Problem statement: Reproduce the data below line for line, with no changes.

= = =

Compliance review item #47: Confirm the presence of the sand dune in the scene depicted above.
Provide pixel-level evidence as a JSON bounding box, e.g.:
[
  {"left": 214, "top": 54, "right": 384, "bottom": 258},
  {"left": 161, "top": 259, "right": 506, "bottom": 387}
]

= = =

Task result:
Compliance review item #47: Confirm the presence of the sand dune in the scene depicted above.
Provide pixel-level evidence as a JSON bounding box, e.g.:
[
  {"left": 214, "top": 54, "right": 384, "bottom": 258},
  {"left": 161, "top": 259, "right": 506, "bottom": 387}
]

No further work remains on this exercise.